### [Stored rows]
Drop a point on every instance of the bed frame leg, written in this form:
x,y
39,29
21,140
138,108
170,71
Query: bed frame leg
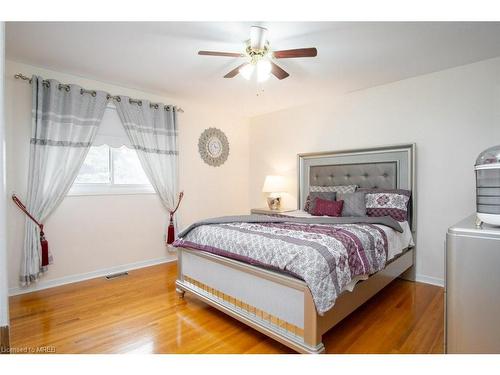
x,y
312,336
180,292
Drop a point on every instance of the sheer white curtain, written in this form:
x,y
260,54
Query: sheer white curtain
x,y
152,130
65,119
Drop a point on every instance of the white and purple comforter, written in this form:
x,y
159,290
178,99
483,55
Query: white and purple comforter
x,y
326,256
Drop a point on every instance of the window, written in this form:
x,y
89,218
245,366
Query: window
x,y
109,170
110,166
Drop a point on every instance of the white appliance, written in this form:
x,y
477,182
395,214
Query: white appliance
x,y
472,288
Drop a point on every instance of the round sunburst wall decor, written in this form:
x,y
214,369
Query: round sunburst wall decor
x,y
213,147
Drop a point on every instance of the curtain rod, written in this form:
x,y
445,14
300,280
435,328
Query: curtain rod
x,y
93,93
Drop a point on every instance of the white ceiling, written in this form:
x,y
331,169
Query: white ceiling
x,y
161,57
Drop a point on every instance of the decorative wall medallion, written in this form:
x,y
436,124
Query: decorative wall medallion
x,y
213,147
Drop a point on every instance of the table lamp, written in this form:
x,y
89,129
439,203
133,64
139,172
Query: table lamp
x,y
274,185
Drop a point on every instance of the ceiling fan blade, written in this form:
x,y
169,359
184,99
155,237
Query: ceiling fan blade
x,y
278,72
235,71
224,54
299,52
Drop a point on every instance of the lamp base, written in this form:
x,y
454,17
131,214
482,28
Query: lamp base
x,y
274,203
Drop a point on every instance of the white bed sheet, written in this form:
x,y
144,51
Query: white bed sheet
x,y
397,242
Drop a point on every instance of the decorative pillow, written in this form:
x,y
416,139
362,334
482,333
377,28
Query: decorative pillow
x,y
309,206
354,204
329,208
387,202
336,189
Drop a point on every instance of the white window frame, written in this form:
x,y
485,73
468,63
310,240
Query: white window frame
x,y
82,189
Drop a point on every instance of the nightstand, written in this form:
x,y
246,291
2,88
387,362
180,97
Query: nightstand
x,y
267,211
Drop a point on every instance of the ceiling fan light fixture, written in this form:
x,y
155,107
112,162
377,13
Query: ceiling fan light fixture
x,y
247,71
263,70
258,37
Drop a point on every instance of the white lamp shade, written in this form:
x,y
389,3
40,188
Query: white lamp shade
x,y
274,184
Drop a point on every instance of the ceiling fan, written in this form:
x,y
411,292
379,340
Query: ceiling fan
x,y
259,57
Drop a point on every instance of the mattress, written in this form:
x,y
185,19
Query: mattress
x,y
330,258
397,243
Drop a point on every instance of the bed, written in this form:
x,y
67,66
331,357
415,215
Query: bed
x,y
280,304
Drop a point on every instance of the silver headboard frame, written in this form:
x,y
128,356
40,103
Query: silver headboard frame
x,y
387,167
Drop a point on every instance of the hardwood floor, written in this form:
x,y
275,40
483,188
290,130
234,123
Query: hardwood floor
x,y
141,313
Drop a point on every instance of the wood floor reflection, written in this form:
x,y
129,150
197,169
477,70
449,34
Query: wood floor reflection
x,y
141,313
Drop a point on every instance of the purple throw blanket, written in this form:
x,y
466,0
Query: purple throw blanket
x,y
327,253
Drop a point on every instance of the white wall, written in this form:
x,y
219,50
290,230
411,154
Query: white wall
x,y
91,233
4,305
451,115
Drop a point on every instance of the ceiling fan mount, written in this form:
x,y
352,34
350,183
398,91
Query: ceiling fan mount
x,y
259,57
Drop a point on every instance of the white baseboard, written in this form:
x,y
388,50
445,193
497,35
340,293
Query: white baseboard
x,y
41,284
429,280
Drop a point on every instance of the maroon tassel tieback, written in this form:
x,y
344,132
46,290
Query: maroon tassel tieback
x,y
43,242
171,227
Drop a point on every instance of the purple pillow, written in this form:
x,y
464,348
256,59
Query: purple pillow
x,y
387,202
323,207
309,206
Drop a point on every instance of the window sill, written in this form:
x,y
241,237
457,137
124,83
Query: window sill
x,y
97,189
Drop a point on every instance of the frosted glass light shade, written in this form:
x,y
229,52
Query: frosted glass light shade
x,y
247,71
263,70
274,184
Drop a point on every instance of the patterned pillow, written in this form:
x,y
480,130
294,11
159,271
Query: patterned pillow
x,y
323,207
336,189
354,204
387,202
309,206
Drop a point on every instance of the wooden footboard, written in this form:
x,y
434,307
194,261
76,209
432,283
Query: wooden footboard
x,y
275,304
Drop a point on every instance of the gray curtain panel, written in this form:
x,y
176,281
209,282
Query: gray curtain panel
x,y
65,120
152,130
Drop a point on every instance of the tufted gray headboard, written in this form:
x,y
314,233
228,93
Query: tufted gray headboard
x,y
389,167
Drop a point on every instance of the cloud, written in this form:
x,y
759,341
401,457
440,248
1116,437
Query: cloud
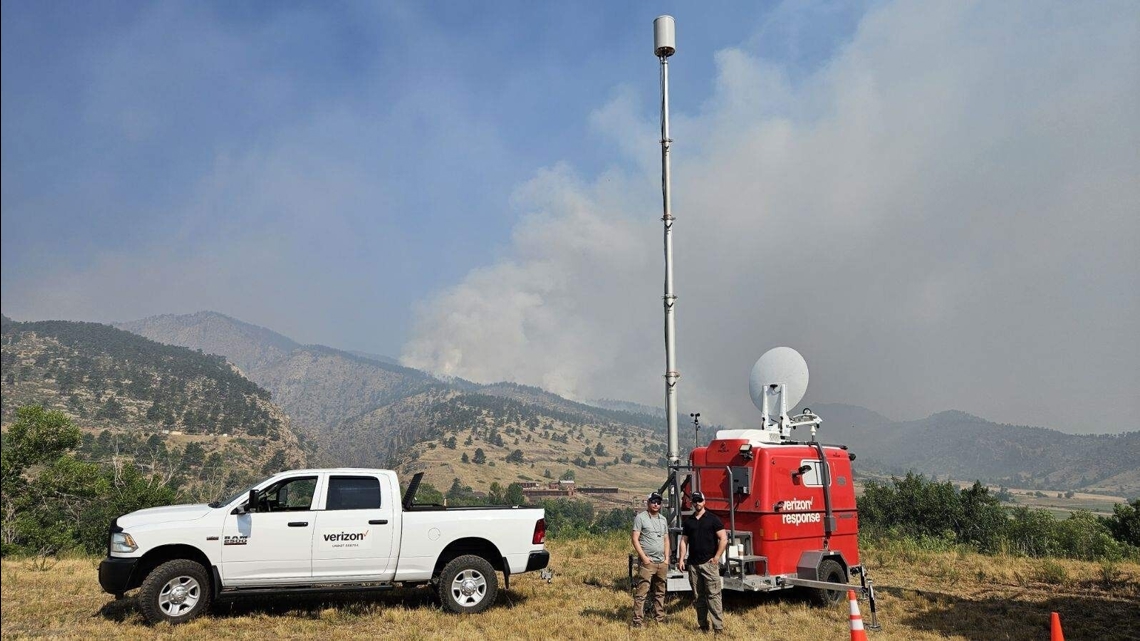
x,y
944,214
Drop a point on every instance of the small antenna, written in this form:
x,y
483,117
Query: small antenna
x,y
697,429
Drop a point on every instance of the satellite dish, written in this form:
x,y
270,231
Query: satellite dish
x,y
779,365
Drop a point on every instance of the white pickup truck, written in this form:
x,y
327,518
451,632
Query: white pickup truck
x,y
317,530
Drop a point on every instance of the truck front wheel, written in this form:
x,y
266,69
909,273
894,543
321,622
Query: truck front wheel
x,y
174,592
467,584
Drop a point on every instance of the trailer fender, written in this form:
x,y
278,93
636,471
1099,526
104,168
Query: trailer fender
x,y
808,566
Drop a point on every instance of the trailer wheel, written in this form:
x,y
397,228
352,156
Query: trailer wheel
x,y
831,571
174,592
467,584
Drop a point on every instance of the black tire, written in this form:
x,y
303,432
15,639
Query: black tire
x,y
467,584
174,592
831,571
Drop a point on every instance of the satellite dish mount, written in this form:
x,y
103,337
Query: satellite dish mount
x,y
778,381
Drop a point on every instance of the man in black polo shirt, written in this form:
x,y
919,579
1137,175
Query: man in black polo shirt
x,y
702,542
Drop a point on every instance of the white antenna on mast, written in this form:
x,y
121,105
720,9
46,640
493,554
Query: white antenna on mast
x,y
665,46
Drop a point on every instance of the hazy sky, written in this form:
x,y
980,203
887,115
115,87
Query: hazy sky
x,y
937,203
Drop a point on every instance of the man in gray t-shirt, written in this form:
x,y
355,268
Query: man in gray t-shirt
x,y
651,541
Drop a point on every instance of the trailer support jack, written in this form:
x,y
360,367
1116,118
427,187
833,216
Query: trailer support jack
x,y
869,591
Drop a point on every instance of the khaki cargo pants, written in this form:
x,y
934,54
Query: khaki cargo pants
x,y
706,582
652,575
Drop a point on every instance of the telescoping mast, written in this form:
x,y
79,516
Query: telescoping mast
x,y
788,505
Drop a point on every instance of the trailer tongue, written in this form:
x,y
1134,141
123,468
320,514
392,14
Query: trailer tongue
x,y
789,505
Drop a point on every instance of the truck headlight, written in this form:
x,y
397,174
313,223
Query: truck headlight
x,y
122,542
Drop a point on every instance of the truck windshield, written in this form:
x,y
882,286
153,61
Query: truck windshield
x,y
234,497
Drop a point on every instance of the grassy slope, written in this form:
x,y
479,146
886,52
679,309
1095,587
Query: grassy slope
x,y
440,464
921,595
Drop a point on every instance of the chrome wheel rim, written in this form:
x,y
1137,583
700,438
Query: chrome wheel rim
x,y
179,595
469,587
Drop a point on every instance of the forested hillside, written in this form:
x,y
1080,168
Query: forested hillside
x,y
317,386
185,416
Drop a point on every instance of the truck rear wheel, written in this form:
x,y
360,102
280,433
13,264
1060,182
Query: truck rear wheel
x,y
831,571
467,584
174,592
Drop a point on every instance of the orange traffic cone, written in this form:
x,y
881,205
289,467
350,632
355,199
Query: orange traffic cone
x,y
1055,629
857,633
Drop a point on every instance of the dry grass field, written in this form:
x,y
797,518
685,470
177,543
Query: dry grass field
x,y
921,595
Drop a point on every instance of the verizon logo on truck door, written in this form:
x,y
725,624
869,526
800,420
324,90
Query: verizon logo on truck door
x,y
798,519
340,538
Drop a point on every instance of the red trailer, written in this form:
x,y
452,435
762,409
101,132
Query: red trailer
x,y
788,506
789,509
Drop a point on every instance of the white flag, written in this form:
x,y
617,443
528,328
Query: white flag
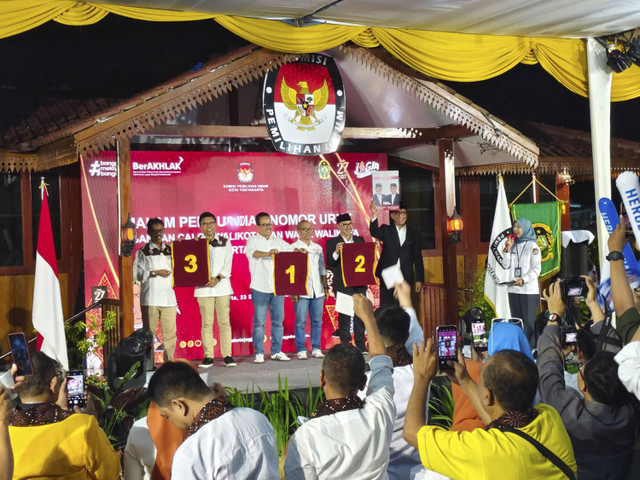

### [Exercise]
List every line of the material above that contains the string "glass", matching case exactly.

### [Expected answer]
Drop a point on every instance of the frosted glass light shade, written in this form:
Query: frosted glass light shade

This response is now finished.